**THE TASK:** All that should be output is the block of lines below from the line with "the goat's front" to the line with "goat's tail, pixel", both included, exactly as written.

**TASK INPUT:**
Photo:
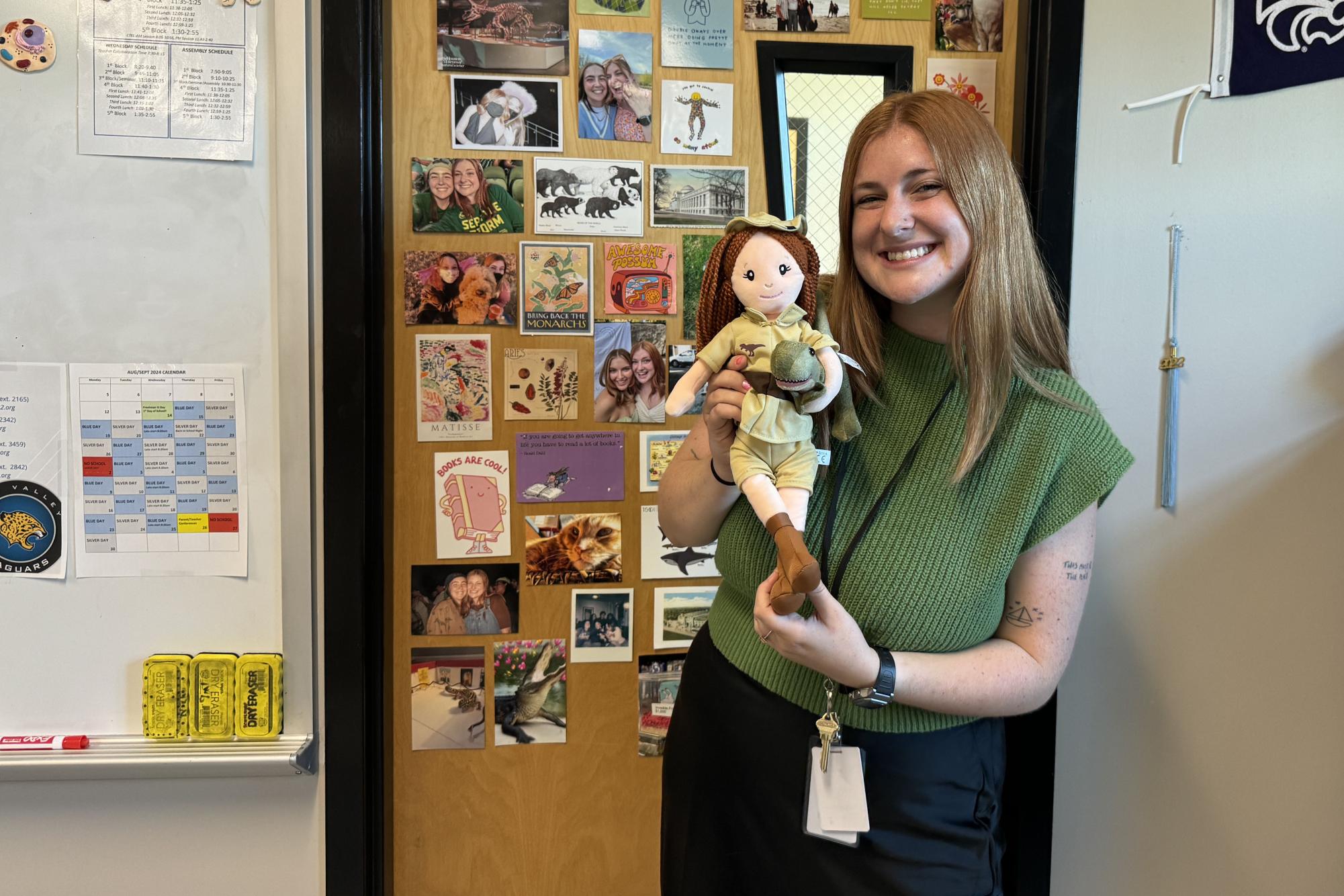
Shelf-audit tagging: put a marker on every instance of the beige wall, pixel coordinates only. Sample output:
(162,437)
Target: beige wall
...
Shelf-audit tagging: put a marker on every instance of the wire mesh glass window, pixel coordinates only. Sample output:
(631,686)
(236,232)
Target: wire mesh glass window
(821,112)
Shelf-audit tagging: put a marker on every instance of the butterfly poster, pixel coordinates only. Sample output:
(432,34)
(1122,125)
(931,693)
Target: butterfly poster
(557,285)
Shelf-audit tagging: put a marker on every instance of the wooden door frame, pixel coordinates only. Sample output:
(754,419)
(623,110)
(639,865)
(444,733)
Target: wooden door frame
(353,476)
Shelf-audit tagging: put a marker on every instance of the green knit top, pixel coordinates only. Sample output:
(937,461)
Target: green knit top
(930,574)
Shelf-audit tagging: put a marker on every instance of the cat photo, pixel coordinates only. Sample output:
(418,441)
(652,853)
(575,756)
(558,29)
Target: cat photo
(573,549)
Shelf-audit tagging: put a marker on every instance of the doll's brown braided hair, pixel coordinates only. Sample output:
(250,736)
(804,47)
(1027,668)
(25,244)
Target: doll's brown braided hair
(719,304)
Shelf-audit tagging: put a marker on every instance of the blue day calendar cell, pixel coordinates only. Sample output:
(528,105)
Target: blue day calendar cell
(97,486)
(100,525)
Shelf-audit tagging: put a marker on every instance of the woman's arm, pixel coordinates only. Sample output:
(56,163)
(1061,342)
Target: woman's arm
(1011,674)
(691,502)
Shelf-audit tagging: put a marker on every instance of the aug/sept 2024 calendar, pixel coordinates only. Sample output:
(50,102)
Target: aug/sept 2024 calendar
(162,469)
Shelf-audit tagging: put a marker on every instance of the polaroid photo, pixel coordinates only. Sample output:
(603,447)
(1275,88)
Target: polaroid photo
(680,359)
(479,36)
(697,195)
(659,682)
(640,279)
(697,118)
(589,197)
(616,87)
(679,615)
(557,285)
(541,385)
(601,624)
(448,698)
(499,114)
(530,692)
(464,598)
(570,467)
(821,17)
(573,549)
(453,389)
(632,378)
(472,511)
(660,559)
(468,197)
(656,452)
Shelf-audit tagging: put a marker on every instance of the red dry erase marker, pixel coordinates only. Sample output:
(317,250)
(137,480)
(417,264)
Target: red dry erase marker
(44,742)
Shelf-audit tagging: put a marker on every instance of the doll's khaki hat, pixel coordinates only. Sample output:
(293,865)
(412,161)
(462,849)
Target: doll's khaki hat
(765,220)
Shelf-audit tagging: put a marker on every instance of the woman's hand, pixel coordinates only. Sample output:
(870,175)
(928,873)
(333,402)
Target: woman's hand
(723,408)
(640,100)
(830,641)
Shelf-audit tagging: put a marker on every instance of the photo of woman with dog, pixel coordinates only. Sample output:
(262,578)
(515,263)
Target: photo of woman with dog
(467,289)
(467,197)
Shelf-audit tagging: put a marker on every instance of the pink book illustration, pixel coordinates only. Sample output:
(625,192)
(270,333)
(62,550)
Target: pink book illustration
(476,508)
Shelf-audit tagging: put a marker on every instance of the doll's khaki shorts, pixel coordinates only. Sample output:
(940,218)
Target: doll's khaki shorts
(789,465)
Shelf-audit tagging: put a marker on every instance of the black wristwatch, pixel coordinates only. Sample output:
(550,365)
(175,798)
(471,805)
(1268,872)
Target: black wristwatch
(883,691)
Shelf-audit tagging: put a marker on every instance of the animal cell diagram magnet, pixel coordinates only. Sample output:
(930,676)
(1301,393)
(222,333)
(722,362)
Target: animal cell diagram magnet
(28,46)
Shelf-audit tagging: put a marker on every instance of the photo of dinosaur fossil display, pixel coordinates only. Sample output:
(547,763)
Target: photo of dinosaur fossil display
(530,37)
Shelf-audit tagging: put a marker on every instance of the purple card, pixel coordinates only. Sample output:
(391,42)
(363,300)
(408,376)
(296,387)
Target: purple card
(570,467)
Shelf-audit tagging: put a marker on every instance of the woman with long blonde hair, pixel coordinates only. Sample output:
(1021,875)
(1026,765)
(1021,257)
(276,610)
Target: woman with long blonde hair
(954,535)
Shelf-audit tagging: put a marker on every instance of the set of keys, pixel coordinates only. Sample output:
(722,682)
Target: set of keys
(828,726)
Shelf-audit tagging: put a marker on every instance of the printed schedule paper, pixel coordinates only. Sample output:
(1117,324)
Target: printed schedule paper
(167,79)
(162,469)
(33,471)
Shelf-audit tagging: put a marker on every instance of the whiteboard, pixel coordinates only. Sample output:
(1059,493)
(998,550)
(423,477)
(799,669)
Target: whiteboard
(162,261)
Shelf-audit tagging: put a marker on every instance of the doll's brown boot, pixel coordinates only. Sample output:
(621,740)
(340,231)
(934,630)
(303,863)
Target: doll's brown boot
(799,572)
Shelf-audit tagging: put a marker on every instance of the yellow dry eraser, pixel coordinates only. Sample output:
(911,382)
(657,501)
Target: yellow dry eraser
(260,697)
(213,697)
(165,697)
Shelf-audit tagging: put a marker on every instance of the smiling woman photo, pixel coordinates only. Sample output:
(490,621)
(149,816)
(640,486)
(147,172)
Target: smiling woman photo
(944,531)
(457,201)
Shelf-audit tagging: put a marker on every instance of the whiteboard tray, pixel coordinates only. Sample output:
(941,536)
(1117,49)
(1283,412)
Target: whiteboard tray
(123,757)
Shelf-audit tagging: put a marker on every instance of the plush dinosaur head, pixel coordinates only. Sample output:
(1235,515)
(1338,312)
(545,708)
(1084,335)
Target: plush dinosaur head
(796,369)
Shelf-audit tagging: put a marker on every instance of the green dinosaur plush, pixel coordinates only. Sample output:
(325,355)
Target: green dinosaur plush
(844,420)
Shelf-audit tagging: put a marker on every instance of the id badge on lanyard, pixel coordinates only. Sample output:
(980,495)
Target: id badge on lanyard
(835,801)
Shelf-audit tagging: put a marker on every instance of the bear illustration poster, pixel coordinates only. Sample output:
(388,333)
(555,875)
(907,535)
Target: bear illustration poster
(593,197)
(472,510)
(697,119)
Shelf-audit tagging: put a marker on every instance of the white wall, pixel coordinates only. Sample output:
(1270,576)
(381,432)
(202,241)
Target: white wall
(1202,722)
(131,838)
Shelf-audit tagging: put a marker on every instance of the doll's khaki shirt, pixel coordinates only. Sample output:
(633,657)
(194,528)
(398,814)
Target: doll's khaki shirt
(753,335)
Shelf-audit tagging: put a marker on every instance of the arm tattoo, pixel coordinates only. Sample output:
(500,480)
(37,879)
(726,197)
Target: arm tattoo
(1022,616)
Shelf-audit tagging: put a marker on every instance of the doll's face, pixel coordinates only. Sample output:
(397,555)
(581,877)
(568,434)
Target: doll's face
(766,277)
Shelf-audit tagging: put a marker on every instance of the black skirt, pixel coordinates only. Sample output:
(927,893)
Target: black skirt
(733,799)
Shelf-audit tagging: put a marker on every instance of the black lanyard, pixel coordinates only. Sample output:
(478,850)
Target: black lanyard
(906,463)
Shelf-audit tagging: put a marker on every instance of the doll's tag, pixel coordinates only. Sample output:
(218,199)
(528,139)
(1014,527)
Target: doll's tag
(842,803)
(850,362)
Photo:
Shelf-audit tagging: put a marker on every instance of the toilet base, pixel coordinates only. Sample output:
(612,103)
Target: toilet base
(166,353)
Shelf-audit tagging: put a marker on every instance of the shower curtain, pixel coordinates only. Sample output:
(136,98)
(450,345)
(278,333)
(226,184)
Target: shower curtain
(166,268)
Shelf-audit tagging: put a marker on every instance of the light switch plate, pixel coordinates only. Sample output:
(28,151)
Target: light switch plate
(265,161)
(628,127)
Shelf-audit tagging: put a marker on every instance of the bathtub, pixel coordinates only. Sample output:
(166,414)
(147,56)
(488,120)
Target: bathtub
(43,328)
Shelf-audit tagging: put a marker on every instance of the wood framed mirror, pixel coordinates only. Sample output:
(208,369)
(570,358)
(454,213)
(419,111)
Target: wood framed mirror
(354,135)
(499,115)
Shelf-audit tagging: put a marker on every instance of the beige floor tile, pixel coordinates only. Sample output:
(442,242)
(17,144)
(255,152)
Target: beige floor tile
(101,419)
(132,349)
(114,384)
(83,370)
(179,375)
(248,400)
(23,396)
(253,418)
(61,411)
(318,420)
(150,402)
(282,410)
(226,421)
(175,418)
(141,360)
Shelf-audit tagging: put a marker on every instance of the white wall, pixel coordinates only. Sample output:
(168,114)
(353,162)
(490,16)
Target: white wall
==
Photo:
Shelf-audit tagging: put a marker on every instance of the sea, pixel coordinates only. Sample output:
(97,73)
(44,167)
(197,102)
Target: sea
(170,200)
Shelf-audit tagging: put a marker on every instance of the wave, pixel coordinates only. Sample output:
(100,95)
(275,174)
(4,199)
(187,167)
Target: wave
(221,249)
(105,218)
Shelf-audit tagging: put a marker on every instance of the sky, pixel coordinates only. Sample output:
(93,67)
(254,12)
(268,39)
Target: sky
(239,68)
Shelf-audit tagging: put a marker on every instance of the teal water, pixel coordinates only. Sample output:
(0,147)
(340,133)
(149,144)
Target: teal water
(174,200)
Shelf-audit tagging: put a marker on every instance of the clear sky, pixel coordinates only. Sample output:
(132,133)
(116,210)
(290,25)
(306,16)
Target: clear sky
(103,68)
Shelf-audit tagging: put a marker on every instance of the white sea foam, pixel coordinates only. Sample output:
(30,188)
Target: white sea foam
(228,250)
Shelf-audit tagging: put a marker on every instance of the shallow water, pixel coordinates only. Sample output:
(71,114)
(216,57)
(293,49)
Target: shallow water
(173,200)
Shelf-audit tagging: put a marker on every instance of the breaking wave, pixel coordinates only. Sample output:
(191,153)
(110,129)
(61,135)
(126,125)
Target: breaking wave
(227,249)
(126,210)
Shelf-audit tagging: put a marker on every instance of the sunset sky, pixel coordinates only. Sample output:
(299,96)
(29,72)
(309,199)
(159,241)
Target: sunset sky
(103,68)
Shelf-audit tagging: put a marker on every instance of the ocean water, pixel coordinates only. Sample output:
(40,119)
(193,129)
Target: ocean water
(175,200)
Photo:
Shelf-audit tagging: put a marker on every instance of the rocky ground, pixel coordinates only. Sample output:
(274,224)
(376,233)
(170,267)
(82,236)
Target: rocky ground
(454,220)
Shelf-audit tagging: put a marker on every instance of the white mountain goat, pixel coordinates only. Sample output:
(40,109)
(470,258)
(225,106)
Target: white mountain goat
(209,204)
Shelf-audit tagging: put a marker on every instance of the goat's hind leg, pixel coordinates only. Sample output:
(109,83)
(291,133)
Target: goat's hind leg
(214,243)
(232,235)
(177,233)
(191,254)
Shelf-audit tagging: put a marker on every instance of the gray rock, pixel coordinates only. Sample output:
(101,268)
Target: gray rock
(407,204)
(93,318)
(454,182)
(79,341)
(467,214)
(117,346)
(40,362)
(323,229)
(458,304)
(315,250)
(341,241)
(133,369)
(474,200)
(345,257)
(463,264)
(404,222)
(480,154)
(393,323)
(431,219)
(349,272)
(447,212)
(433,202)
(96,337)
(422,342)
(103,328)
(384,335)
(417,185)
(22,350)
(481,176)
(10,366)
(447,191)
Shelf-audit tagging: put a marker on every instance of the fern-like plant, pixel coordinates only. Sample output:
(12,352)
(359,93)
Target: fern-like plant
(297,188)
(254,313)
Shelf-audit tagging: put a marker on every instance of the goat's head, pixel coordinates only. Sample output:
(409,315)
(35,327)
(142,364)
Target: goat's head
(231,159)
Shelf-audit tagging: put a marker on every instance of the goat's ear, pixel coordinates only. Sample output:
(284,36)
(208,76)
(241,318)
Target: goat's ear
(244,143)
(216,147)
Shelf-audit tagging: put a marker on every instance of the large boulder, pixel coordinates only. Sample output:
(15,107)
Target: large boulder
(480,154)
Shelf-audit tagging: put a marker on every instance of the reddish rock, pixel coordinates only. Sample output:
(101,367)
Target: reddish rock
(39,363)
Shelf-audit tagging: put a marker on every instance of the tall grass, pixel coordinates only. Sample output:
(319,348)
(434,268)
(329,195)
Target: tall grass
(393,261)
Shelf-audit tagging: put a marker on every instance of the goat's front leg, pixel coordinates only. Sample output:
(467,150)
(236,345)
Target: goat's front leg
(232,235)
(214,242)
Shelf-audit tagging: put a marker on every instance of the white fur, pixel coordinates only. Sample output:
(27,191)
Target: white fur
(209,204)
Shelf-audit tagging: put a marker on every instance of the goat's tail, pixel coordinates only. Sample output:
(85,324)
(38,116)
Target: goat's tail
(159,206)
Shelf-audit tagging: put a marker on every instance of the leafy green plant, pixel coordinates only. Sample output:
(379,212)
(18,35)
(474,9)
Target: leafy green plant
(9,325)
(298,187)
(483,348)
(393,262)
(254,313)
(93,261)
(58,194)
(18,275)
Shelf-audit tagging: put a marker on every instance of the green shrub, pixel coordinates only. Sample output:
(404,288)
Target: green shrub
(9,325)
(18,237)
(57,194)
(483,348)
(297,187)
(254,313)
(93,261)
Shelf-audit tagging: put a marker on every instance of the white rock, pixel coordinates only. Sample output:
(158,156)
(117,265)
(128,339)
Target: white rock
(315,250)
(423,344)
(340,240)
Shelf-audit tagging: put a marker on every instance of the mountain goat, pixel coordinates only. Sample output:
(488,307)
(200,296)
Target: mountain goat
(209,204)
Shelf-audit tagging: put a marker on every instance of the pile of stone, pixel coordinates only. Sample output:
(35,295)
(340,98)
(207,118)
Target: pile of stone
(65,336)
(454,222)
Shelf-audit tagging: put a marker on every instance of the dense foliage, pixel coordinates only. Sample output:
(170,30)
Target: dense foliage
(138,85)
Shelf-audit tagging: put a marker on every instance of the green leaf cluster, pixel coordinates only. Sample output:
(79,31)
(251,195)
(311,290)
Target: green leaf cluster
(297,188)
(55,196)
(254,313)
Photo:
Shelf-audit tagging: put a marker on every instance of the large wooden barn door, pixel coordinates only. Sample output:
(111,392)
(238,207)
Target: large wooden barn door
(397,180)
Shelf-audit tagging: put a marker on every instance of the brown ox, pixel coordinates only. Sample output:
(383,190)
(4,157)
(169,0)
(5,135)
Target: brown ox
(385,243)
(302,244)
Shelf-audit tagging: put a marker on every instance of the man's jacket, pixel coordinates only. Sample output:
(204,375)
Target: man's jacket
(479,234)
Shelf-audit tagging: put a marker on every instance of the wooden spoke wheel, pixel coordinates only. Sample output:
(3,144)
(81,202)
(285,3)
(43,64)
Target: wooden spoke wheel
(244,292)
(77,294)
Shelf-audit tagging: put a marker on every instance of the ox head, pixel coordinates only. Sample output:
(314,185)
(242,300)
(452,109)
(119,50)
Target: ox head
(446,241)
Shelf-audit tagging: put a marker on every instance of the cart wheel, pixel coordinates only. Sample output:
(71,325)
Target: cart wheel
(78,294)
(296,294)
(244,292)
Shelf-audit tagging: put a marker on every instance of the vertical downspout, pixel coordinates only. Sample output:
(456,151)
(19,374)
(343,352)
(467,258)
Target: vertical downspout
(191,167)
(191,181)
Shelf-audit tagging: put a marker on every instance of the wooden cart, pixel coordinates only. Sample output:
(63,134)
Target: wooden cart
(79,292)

**SOLUTION FOR THIS PROBLEM:**
Shelf-audit tagging: put a marker on every instance of the goat's front leg, pixel coordinates only. Sample output:
(467,150)
(236,345)
Target: goat's front leg
(232,235)
(214,242)
Shelf-audit tagging: put a marker on every instance of the white fur, pixel coordinates only. Sample output:
(27,191)
Target: white fur
(209,204)
Shelf-audit tagging: put a marker on every instance of the goat's tail, pixel coordinates only. Sample output:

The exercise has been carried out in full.